_Objective_
Convert every item below into a two-column CSV with the headers input and output, giving one row per item that holds its text and its answer. Enclose each field in double quotes and replace any line breaks within a field with spaces.

(Source records)
-- BEGIN --

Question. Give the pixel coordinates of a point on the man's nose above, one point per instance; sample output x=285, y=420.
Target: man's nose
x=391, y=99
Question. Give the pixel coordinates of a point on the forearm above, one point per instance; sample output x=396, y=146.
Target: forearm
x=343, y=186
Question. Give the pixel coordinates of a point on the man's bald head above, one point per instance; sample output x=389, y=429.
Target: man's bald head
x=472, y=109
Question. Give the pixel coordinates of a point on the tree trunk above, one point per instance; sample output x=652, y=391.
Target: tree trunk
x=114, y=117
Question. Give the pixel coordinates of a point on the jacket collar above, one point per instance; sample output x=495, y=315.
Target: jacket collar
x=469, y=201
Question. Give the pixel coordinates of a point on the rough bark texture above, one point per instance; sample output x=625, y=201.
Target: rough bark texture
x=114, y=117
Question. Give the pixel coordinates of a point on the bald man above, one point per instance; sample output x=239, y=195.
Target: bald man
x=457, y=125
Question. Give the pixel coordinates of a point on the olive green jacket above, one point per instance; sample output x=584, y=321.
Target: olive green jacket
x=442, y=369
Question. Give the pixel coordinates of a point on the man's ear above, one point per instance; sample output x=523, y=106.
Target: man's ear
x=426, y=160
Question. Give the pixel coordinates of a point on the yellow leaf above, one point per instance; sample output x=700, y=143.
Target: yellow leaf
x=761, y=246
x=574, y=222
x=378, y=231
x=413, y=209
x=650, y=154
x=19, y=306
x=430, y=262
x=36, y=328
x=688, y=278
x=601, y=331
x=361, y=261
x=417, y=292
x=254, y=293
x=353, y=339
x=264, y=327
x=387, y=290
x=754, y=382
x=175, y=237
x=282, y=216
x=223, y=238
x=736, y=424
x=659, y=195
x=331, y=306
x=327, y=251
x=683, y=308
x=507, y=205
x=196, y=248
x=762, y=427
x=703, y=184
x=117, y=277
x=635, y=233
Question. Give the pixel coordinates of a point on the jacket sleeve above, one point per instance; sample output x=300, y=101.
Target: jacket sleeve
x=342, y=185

-- END --

_Answer to this task_
input,output
"Question. Give the pixel coordinates of a point on the man's nose above, one point per instance; sample output x=285, y=420. Target: man's nose","x=391, y=99"
"Question. Give the pixel coordinates of a point on the forearm above, one point per instance; sample output x=396, y=146. Target: forearm","x=343, y=186"
"Question. Give the pixel coordinates of a point on the man's bald head above, one point per instance; sample output x=389, y=429. Target: man's bald head","x=472, y=109"
"Question. Give the pixel coordinates of a point on the tree trunk above, one point per instance; sample output x=652, y=391. Target: tree trunk","x=114, y=117"
"Question. Give the pixel coordinates of a point on the jacket collar above, one point per instance; sample output x=495, y=315. Target: jacket collar","x=469, y=201"
"Question. Give the pixel coordinates of a point on the rough bark texture above, one point per instance; sample output x=625, y=201. Target: rough bark texture","x=114, y=117"
"Question. Give the pixel coordinates of a point on the bald man above, one point per instance; sample output x=239, y=195. Target: bald man","x=457, y=125"
"Question. Give the pixel coordinates of a point on the olive green jacket above, one point per instance; sample output x=584, y=321. Target: olive green jacket","x=442, y=369"
"Question. Give the pixel coordinates of a point on the man's ear above, one point per instance; sample output x=523, y=106. Target: man's ear","x=426, y=160"
"Question. Give the pixel coordinates of a point on the yellow leaf above, one point per instance; sample output x=700, y=143. Target: yellow leaf","x=761, y=246 x=574, y=222 x=378, y=231 x=413, y=209 x=650, y=154 x=19, y=306 x=430, y=262 x=36, y=328 x=688, y=278 x=601, y=331 x=361, y=261 x=417, y=292 x=254, y=293 x=353, y=339 x=264, y=327 x=387, y=290 x=754, y=382 x=175, y=237 x=282, y=216 x=223, y=238 x=736, y=424 x=659, y=195 x=331, y=306 x=327, y=251 x=683, y=308 x=507, y=205 x=196, y=248 x=762, y=427 x=703, y=184 x=117, y=277 x=635, y=233"
"Question. Give the pixel coordinates of a point on the jacket sleeve above, one point per instance; sample output x=300, y=101. Target: jacket sleeve","x=342, y=185"